= Beginning of Section =
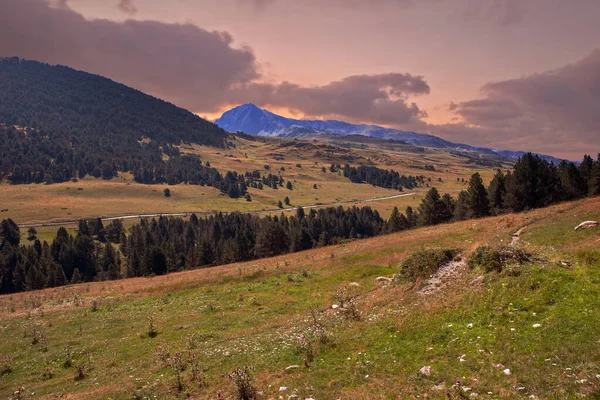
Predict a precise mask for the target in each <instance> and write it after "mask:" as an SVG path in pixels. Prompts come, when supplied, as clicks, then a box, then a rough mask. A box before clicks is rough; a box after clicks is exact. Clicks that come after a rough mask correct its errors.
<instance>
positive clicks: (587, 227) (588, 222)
mask: <svg viewBox="0 0 600 400" xmlns="http://www.w3.org/2000/svg"><path fill="white" fill-rule="evenodd" d="M599 225H600V222H598V221H585V222H582V223H581V224H579V225H577V226H576V227H575V230H576V231H578V230H580V229H589V228H594V227H596V226H599Z"/></svg>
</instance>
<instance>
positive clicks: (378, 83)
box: [0, 0, 600, 154]
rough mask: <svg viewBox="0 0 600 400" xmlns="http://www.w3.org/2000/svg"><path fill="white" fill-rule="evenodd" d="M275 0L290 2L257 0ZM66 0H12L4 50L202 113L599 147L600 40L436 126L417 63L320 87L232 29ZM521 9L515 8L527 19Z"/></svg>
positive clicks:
= End of Section =
What is required:
Reproduce verbatim the stretch of the records from the line containing "</instance>" through the end of the records.

Output of the task:
</instance>
<instance>
positive clicks: (378, 83)
box: [0, 0, 600, 154]
rough mask: <svg viewBox="0 0 600 400" xmlns="http://www.w3.org/2000/svg"><path fill="white" fill-rule="evenodd" d="M275 0L290 2L257 0ZM66 0H12L4 50L202 113L599 147L600 40L436 126L417 63L320 87L232 29ZM521 9L515 8L527 19Z"/></svg>
positive clicks:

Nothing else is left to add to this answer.